[Exercise aim] Put everything from the line containing "on the brass" down to the end of the listing into a numbered list, leaving out any blank lines.

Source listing

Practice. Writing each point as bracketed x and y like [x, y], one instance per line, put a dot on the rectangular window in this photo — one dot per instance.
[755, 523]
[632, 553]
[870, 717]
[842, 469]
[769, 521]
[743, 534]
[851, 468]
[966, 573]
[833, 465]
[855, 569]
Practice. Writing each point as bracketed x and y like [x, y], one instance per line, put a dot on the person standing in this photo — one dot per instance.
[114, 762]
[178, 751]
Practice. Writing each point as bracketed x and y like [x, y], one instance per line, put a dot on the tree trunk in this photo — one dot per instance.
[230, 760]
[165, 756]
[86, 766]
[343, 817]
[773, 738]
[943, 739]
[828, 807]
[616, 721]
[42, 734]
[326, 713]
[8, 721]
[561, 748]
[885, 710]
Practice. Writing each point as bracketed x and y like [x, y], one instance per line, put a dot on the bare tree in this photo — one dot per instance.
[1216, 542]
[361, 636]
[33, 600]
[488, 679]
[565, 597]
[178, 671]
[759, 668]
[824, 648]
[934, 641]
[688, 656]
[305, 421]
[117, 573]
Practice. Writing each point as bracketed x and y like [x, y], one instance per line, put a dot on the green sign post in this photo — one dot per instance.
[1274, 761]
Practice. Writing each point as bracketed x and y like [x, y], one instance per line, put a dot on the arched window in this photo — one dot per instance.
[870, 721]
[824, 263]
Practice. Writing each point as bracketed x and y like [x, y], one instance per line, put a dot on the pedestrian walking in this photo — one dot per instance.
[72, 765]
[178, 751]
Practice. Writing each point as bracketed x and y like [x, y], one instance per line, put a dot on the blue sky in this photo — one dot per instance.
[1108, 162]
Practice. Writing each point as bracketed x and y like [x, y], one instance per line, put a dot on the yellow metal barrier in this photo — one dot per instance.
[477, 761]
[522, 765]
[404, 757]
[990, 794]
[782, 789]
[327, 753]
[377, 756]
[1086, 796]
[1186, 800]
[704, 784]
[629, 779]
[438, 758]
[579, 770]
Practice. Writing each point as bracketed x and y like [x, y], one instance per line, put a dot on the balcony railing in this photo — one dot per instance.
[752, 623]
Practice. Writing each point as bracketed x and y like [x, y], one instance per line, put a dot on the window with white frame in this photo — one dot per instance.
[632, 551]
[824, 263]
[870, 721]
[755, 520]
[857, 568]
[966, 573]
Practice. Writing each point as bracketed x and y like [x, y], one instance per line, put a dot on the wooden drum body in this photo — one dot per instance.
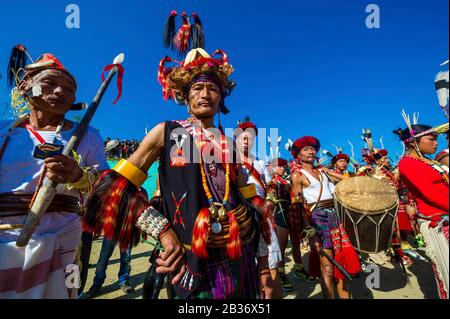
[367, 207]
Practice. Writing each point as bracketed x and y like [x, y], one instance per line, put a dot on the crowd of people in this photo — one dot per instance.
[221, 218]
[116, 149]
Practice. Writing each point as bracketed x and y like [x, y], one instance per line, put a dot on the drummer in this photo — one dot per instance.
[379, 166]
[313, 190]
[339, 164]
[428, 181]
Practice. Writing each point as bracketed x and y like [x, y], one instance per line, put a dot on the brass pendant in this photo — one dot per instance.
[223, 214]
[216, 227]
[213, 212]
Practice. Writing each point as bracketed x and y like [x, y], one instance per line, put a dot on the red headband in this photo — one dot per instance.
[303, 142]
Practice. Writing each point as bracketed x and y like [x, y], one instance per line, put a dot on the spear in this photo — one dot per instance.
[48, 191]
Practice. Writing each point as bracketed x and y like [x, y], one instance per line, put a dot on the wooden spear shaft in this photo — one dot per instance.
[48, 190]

[Completed exercise]
1. Practice. Writing each point as bracketed x and y like [x, y], one instance per line, put a dot on the brass pendant in this photo — one dot per instance.
2. [223, 214]
3. [216, 227]
4. [213, 212]
5. Practice. Writing each point as bracketed x and y like [x, y], one instance per line, put a dot on the red headband in this photo — one dot per instance.
6. [303, 142]
7. Practice. Writing each point as bracketed x and y like [x, y], one instance per line, put a dot on the spear in this photo — one dot per instance.
8. [48, 191]
9. Practice. Writing each point as bracketed x and y like [x, y], one instance per line, put a dot on the wooden spear shaft in this photo — one dot per instance.
10. [48, 190]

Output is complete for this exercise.